* Your objective: Nothing but the line with "spot the lace wedding dress." and the lines after it, through the end of the records below, is to be repeated, exactly as it is.

* Dataset content:
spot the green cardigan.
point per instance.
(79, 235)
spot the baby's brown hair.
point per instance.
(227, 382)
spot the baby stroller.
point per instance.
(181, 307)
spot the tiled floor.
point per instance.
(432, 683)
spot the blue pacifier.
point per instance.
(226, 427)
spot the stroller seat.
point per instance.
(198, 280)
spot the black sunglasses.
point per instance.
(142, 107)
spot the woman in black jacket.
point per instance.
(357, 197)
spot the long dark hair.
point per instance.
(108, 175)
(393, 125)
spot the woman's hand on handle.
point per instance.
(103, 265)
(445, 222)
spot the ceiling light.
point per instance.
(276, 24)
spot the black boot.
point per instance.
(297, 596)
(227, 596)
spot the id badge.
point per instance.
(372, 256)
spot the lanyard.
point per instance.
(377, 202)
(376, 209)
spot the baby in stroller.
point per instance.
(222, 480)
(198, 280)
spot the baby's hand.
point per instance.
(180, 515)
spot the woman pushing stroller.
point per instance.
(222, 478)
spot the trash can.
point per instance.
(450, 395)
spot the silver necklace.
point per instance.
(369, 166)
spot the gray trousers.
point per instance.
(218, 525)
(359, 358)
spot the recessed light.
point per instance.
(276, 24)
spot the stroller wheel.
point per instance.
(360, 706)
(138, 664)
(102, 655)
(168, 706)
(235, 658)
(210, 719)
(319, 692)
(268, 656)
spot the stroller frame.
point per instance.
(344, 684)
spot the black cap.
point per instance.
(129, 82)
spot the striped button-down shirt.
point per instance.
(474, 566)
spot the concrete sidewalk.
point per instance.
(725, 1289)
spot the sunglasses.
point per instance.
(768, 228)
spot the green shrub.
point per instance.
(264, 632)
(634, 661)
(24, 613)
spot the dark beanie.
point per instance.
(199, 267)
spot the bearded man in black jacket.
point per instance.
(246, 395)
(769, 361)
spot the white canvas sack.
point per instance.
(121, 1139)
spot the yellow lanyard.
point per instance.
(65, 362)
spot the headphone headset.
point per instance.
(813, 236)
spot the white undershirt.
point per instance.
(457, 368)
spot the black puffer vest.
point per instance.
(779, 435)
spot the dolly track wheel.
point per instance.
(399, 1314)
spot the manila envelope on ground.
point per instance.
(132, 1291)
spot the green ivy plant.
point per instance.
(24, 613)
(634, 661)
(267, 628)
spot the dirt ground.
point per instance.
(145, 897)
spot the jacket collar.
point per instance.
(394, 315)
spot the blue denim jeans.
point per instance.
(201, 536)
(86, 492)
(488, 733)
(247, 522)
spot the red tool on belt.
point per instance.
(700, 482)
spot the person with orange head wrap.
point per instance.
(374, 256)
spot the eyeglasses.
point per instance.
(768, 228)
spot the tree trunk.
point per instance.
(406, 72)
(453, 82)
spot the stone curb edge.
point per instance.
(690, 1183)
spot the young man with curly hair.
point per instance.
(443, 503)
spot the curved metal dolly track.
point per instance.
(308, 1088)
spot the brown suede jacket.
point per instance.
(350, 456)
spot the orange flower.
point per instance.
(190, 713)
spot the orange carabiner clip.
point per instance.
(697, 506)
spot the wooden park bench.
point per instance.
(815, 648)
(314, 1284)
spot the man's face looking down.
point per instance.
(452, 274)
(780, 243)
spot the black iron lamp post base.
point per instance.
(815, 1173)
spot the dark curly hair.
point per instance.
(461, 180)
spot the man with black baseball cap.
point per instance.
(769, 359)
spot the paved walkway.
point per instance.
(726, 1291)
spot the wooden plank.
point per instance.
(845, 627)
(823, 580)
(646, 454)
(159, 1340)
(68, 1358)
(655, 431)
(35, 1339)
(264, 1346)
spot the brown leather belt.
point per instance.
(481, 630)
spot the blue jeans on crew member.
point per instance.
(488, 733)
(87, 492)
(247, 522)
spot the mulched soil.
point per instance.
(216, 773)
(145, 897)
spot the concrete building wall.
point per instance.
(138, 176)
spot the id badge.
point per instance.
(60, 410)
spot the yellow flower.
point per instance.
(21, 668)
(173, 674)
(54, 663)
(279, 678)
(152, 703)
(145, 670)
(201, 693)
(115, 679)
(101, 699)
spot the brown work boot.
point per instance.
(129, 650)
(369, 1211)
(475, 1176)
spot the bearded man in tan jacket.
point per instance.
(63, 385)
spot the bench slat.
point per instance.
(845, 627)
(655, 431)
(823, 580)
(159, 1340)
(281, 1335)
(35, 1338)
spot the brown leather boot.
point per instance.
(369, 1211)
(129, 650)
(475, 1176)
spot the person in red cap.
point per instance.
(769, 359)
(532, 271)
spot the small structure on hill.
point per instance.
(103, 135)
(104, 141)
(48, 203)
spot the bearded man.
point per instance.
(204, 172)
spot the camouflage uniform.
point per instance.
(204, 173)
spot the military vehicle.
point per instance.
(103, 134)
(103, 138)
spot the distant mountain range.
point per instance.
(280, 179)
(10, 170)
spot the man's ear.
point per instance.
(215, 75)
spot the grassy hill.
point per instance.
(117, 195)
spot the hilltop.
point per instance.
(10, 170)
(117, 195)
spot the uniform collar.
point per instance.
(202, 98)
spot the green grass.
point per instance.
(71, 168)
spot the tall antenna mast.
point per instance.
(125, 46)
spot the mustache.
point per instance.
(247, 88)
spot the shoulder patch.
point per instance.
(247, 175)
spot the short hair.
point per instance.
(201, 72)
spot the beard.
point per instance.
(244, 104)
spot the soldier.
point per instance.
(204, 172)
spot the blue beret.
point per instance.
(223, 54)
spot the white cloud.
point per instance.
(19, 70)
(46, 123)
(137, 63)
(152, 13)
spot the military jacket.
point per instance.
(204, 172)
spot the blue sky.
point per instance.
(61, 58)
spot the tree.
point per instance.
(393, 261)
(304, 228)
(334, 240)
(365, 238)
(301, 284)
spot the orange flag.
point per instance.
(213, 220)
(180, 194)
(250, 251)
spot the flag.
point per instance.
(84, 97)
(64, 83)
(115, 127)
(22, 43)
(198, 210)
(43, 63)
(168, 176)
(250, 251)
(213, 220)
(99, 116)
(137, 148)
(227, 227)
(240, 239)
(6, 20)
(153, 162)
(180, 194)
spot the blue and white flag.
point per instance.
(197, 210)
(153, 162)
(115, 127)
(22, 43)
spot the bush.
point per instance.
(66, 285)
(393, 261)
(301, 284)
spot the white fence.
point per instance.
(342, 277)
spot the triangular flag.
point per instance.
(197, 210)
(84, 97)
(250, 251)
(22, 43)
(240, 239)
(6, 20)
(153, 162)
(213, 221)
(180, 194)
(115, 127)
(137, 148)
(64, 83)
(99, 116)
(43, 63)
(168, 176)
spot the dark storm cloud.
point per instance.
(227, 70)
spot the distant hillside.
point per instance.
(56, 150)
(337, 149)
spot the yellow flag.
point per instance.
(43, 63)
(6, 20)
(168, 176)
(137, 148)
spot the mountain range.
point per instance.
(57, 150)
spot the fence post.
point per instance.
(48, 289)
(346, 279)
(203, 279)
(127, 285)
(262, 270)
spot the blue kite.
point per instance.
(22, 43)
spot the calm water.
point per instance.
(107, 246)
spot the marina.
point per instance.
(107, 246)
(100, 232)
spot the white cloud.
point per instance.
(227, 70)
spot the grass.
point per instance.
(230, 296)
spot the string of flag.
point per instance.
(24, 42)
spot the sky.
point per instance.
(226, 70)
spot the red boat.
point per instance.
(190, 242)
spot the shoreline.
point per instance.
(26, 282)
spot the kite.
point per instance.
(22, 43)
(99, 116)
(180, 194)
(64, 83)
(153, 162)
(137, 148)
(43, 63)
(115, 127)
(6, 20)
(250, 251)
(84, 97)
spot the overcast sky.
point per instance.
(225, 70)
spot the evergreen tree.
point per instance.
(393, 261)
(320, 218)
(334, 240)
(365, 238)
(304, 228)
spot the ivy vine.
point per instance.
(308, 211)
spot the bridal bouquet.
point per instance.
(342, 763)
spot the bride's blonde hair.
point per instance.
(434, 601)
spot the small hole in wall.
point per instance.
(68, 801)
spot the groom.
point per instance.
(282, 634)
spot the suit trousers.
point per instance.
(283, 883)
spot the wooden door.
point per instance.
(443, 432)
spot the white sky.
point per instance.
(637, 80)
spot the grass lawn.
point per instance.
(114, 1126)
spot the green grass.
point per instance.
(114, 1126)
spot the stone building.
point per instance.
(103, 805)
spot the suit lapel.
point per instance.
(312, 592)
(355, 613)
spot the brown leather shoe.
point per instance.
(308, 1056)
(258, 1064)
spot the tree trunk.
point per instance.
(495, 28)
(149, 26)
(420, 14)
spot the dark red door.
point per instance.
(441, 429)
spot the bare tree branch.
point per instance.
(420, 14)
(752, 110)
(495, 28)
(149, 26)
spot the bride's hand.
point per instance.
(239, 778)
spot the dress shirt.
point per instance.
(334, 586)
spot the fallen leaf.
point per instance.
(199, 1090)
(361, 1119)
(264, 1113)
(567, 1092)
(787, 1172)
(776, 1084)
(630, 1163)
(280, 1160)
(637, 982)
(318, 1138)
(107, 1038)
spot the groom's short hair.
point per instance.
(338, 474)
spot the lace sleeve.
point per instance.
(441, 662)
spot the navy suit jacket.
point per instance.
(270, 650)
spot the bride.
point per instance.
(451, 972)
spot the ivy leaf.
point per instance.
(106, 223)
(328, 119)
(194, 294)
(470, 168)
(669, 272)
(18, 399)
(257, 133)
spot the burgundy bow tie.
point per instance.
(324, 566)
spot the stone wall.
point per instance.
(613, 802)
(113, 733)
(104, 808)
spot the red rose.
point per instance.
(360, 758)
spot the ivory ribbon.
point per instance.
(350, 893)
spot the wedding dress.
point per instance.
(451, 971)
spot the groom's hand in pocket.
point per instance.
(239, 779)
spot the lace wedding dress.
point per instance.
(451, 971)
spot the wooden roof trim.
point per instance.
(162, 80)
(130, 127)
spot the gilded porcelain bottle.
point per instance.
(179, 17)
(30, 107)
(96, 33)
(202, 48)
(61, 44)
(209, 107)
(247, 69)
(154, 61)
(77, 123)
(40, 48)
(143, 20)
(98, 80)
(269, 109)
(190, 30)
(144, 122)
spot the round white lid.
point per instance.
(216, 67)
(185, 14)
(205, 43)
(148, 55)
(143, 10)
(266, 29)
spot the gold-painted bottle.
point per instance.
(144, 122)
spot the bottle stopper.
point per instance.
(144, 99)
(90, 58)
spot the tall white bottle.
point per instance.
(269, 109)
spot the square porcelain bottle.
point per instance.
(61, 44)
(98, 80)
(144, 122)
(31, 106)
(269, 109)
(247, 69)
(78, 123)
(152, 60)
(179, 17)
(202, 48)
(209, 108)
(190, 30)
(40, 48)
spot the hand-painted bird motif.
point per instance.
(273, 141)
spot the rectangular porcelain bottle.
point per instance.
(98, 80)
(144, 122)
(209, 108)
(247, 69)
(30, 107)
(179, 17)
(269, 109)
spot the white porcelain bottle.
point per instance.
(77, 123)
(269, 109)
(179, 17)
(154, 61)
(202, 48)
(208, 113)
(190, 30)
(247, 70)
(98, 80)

* Result:
spot the lace wedding dress.
point per instance.
(451, 971)
spot the wooden roof trim.
point per instance.
(162, 80)
(130, 127)
spot the gilded porcelain bottle.
point per instance.
(179, 17)
(30, 107)
(96, 33)
(202, 48)
(61, 44)
(209, 107)
(247, 69)
(154, 61)
(77, 123)
(40, 48)
(143, 20)
(98, 80)
(269, 109)
(190, 30)
(144, 122)
spot the round white lid.
point per instance.
(216, 67)
(185, 14)
(205, 43)
(148, 55)
(143, 10)
(266, 29)
spot the gold-painted bottle.
point per instance.
(144, 122)
spot the bottle stopper.
point per instance.
(144, 99)
(90, 58)
spot the tall white bottle.
point per instance.
(269, 109)
spot the square porcelain bottle.
point per instance.
(61, 44)
(98, 80)
(144, 122)
(31, 106)
(269, 109)
(247, 69)
(78, 123)
(152, 60)
(179, 17)
(202, 48)
(209, 108)
(190, 30)
(40, 48)
spot the hand-painted bird motif.
point per instance.
(273, 141)
spot the rectangular porcelain bottle.
point per instance.
(98, 80)
(144, 122)
(209, 108)
(247, 69)
(30, 107)
(179, 17)
(269, 109)
spot the white porcelain bottle.
point per instance.
(77, 123)
(269, 109)
(179, 17)
(154, 61)
(202, 48)
(208, 113)
(190, 30)
(247, 70)
(98, 80)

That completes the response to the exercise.